Report each line of the items below that contains the word "black". Copy every such line in full.

::: Dataset content

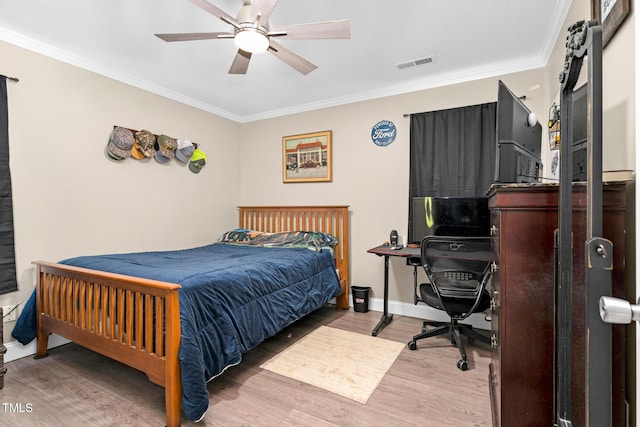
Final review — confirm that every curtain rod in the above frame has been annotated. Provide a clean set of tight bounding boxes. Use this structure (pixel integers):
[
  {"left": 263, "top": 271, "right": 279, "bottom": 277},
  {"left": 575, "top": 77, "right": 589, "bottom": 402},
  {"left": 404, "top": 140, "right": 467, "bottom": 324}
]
[
  {"left": 402, "top": 95, "right": 527, "bottom": 117},
  {"left": 0, "top": 74, "right": 20, "bottom": 83}
]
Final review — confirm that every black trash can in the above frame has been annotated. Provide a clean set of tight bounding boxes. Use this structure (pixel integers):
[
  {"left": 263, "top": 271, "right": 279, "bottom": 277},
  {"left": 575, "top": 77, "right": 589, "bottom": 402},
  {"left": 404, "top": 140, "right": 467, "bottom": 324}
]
[{"left": 351, "top": 286, "right": 371, "bottom": 313}]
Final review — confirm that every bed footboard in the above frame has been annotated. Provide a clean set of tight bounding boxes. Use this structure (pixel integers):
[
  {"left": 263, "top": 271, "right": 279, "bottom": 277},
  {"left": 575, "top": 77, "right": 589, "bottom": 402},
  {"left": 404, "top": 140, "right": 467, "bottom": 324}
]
[{"left": 33, "top": 261, "right": 182, "bottom": 426}]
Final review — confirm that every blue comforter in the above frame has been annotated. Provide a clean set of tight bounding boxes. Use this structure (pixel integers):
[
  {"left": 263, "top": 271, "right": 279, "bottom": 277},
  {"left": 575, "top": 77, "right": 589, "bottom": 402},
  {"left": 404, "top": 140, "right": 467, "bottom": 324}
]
[{"left": 14, "top": 243, "right": 340, "bottom": 421}]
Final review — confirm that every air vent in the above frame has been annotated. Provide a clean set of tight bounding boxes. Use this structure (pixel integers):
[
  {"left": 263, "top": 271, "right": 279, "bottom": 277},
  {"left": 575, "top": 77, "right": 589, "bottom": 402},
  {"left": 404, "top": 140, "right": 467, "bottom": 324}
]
[{"left": 397, "top": 55, "right": 435, "bottom": 70}]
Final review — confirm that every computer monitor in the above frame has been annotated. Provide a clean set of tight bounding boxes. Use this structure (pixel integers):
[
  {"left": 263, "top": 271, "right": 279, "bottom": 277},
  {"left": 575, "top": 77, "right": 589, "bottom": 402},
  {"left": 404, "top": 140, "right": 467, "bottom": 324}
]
[
  {"left": 411, "top": 197, "right": 489, "bottom": 244},
  {"left": 495, "top": 80, "right": 542, "bottom": 183}
]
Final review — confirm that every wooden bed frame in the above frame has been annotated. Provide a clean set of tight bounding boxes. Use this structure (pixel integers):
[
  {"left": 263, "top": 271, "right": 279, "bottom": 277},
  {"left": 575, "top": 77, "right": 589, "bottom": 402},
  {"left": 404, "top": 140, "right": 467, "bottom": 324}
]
[{"left": 33, "top": 206, "right": 349, "bottom": 427}]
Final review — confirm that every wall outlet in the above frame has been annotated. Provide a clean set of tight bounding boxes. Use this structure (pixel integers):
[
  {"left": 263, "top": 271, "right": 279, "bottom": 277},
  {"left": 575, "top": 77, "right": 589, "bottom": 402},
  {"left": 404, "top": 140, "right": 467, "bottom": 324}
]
[{"left": 2, "top": 305, "right": 19, "bottom": 323}]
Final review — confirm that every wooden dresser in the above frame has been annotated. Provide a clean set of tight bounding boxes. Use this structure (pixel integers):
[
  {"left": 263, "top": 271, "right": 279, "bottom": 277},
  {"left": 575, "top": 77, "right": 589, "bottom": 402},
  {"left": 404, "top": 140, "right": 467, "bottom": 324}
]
[{"left": 489, "top": 182, "right": 627, "bottom": 427}]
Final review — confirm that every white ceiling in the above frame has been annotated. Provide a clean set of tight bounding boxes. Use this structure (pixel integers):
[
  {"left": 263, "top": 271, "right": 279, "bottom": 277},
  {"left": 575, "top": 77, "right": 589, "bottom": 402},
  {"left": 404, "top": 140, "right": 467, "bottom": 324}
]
[{"left": 0, "top": 0, "right": 571, "bottom": 122}]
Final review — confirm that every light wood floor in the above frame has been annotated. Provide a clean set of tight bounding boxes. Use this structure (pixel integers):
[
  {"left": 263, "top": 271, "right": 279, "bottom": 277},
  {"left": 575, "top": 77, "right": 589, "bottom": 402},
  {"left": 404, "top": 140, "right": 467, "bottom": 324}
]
[{"left": 0, "top": 306, "right": 491, "bottom": 427}]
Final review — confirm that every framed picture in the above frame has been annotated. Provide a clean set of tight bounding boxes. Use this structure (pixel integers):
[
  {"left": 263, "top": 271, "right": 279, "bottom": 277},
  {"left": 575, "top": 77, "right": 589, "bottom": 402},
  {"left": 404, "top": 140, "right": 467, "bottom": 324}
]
[
  {"left": 282, "top": 130, "right": 331, "bottom": 182},
  {"left": 591, "top": 0, "right": 631, "bottom": 47}
]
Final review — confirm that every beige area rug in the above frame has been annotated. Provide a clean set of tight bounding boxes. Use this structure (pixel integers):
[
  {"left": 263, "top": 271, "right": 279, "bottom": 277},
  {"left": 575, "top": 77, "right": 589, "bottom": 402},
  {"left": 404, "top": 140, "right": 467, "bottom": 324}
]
[{"left": 260, "top": 326, "right": 405, "bottom": 403}]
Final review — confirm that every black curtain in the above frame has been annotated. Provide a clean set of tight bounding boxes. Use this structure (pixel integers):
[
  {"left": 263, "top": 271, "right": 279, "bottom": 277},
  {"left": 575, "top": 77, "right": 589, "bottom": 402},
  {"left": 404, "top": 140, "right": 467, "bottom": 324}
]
[
  {"left": 409, "top": 102, "right": 497, "bottom": 236},
  {"left": 0, "top": 76, "right": 18, "bottom": 294}
]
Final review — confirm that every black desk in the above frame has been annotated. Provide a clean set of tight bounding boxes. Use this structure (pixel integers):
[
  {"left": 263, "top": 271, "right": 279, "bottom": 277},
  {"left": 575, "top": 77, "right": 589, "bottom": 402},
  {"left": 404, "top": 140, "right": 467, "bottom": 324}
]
[{"left": 367, "top": 245, "right": 420, "bottom": 337}]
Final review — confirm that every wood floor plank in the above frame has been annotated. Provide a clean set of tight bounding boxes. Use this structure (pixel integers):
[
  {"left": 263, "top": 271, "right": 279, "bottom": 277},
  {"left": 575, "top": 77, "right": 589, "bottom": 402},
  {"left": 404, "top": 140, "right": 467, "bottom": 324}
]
[{"left": 0, "top": 306, "right": 491, "bottom": 427}]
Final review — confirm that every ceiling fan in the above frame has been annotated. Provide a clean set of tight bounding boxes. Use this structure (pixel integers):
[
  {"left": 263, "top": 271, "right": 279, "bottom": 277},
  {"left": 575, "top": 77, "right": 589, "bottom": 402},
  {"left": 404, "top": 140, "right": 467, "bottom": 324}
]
[{"left": 156, "top": 0, "right": 350, "bottom": 75}]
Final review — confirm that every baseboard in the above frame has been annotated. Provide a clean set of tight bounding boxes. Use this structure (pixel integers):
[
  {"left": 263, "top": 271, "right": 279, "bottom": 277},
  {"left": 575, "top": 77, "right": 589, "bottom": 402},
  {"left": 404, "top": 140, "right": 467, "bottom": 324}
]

::::::

* _Expected output_
Final review — confirm that every black trash can in the above frame has been annotated. Provide a clean set of tight bounding boxes. Use this structure (pixel integers):
Final review — confirm that every black curtain in the above frame has been annotated. Provide a clean set of tight bounding boxes. Use this structure (pixel integers):
Final review — confirm that every black desk in the above frame has been annotated. Provide a clean set of tight bounding boxes. Use this structure (pixel integers):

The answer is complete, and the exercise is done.